:: Problem requirements ::
Render every line from the beginning of the items up to and including the line containing "column 338, row 314" as a JSON list of strings, one string per line, with blank lines omitted.
──────── Records for this exercise
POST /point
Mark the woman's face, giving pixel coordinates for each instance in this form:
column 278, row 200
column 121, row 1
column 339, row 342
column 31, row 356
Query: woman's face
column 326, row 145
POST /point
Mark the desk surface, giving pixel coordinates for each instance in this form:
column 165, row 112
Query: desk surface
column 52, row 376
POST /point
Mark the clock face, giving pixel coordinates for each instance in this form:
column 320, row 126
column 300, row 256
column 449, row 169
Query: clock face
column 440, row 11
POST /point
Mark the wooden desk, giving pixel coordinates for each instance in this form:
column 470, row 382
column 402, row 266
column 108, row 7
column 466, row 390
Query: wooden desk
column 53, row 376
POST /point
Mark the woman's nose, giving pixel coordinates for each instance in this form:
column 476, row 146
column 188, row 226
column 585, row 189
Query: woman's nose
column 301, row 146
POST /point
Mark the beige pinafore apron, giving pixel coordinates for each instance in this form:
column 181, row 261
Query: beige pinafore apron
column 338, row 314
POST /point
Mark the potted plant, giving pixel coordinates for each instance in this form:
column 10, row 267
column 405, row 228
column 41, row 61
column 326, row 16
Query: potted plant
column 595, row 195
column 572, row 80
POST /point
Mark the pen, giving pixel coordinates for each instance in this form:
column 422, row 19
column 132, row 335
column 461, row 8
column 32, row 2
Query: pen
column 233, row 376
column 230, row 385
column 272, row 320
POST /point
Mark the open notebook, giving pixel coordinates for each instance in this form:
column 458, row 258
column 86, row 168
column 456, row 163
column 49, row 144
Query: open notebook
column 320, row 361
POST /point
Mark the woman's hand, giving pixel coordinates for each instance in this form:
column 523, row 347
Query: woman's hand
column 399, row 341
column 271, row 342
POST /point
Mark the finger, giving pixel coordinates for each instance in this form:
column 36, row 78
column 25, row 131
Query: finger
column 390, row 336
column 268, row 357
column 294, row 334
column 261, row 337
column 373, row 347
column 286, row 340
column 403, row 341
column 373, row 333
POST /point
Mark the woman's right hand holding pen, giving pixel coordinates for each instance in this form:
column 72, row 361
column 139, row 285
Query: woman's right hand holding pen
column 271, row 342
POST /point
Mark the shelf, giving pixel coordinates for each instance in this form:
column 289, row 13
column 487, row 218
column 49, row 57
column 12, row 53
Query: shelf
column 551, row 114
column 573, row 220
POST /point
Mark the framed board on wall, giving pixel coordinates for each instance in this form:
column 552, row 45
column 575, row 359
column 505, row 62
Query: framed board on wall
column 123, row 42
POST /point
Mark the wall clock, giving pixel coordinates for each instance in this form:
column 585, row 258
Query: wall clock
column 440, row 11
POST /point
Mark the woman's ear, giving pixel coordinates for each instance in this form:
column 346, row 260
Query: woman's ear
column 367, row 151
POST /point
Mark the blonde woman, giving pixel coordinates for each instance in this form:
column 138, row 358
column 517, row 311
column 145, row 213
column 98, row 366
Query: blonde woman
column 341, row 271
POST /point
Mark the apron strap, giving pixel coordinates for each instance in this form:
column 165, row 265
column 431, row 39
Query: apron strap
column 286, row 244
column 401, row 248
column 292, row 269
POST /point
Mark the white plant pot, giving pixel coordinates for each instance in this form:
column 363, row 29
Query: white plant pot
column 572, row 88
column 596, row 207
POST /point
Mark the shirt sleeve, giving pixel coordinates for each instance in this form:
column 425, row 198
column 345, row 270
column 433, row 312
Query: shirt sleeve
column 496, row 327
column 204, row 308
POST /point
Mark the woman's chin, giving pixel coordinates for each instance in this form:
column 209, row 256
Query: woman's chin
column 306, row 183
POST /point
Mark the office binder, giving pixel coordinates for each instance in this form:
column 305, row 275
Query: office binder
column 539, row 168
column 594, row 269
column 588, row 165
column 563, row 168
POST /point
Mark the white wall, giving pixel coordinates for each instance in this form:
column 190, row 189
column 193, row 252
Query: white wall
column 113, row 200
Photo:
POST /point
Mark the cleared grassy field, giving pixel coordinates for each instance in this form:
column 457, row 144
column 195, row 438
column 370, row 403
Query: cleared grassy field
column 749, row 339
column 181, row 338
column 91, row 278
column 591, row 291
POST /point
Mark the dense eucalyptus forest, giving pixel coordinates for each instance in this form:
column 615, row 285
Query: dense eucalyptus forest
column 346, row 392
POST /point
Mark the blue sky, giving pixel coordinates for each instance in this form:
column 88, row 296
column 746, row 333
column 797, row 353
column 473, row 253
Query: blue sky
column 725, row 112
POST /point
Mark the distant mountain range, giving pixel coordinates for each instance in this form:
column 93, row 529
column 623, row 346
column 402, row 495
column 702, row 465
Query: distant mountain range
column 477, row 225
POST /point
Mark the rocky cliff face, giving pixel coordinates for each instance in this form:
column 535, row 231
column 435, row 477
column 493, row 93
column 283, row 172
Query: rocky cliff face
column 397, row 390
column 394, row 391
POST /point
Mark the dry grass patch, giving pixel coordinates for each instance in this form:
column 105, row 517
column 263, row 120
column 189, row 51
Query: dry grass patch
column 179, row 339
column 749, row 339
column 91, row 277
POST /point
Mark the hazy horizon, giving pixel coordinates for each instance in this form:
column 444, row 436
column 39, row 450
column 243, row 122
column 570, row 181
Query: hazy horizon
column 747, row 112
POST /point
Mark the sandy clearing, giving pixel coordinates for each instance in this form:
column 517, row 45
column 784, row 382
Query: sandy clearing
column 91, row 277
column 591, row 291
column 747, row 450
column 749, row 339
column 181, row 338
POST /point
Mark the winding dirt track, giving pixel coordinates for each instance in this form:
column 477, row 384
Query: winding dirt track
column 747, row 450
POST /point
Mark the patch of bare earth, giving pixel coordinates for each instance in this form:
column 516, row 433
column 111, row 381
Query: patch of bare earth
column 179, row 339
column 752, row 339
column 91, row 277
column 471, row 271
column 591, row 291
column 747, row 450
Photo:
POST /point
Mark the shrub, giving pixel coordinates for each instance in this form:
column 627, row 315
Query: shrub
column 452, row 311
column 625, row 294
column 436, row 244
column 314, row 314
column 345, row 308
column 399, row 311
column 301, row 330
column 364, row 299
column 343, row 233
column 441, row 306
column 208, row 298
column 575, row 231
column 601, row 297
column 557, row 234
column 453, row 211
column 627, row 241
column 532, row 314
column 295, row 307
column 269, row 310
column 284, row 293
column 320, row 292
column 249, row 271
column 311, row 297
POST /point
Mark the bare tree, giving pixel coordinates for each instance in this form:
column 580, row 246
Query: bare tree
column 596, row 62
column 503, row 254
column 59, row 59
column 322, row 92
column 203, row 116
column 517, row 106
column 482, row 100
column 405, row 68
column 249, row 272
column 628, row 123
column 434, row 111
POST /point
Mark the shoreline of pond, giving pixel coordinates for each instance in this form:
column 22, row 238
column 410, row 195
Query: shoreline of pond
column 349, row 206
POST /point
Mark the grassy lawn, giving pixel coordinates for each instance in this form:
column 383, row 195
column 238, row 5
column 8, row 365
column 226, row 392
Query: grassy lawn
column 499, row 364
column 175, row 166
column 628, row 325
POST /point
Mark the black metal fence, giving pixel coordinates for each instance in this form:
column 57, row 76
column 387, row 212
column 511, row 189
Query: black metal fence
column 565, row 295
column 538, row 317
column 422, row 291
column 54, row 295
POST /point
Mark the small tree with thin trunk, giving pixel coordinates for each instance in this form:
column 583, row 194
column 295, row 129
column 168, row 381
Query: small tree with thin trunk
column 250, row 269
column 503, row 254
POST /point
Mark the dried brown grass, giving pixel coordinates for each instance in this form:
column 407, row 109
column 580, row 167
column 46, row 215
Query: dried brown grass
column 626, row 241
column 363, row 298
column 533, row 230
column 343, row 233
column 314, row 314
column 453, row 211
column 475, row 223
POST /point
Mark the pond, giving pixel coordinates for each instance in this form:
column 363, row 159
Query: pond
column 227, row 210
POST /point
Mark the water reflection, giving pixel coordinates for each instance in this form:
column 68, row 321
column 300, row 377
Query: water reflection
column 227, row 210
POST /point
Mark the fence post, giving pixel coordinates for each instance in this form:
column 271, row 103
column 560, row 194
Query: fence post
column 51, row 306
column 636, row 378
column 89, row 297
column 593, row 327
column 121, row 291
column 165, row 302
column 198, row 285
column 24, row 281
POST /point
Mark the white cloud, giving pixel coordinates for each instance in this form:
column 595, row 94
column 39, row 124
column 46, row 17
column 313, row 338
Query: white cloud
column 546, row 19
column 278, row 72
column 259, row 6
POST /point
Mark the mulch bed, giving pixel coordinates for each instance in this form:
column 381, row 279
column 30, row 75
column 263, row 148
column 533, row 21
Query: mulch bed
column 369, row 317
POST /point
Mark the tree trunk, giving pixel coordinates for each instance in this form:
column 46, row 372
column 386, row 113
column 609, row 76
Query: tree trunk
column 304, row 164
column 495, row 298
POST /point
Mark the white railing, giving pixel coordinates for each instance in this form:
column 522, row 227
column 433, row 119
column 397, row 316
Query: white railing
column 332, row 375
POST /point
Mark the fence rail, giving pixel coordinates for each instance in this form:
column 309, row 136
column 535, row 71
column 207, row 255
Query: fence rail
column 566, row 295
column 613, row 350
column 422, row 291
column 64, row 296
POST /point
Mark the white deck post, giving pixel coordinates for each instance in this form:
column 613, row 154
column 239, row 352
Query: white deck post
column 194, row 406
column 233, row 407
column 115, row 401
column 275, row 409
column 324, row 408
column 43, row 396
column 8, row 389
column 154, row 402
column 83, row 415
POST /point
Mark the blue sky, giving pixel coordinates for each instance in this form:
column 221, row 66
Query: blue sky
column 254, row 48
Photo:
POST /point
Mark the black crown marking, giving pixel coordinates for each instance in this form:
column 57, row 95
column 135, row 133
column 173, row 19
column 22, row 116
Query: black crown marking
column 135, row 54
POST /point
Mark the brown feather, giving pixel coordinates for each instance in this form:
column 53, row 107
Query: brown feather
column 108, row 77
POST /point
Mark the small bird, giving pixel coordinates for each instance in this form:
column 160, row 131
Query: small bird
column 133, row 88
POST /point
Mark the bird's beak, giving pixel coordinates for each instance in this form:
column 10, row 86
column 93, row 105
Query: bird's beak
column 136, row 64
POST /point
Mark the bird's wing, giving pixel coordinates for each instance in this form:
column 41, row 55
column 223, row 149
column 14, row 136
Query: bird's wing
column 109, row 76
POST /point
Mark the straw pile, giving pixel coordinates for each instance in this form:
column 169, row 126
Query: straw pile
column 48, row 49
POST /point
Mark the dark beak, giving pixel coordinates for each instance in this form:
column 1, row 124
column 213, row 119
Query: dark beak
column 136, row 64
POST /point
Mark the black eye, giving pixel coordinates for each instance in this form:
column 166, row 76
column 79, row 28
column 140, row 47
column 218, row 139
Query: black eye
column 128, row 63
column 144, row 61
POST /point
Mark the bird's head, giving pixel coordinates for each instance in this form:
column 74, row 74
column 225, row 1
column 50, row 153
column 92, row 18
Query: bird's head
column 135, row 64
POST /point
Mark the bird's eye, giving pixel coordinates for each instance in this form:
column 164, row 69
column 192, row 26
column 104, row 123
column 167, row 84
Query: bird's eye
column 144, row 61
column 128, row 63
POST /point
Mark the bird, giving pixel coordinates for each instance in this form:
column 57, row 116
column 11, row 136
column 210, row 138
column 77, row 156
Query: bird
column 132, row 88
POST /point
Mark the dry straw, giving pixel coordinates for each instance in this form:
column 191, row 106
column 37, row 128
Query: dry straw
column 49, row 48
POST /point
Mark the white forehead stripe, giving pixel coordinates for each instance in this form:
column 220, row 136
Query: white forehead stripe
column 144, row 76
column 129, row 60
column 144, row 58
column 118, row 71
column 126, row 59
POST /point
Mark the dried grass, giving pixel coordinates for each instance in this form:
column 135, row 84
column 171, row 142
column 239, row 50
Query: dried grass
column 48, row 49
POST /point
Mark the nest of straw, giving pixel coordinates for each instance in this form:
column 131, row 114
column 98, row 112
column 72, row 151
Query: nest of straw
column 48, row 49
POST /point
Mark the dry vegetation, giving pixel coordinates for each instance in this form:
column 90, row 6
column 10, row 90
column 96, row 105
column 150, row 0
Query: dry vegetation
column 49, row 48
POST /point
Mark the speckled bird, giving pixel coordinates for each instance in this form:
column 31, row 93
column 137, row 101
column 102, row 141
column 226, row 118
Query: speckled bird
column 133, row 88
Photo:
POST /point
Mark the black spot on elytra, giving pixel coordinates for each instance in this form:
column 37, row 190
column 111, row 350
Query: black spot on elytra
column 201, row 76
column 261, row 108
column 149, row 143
────────────────
:: Written solution ::
[
  "POST /point",
  "Mark the woman's face, giving pixel coordinates for each instance in this form:",
  "column 278, row 200",
  "column 121, row 1",
  "column 339, row 342",
  "column 31, row 356",
  "Query: woman's face",
  "column 326, row 145",
  "POST /point",
  "Mark the desk surface, giving pixel coordinates for each instance in this form:",
  "column 165, row 112",
  "Query: desk surface",
  "column 52, row 376",
  "POST /point",
  "Mark the clock face, giving pixel coordinates for each instance in this form:",
  "column 320, row 126",
  "column 300, row 256",
  "column 449, row 169",
  "Query: clock face",
  "column 440, row 11",
  "POST /point",
  "Mark the wooden desk, giving pixel coordinates for each instance in this form:",
  "column 470, row 382",
  "column 402, row 266",
  "column 108, row 7",
  "column 466, row 390",
  "Query: wooden desk",
  "column 53, row 376",
  "POST /point",
  "Mark the woman's nose, giving pixel coordinates for each instance in this form:",
  "column 476, row 146",
  "column 188, row 226",
  "column 585, row 189",
  "Query: woman's nose",
  "column 301, row 146",
  "POST /point",
  "Mark the beige pinafore apron, giving pixel coordinates for each instance in this form:",
  "column 181, row 261",
  "Query: beige pinafore apron",
  "column 338, row 314"
]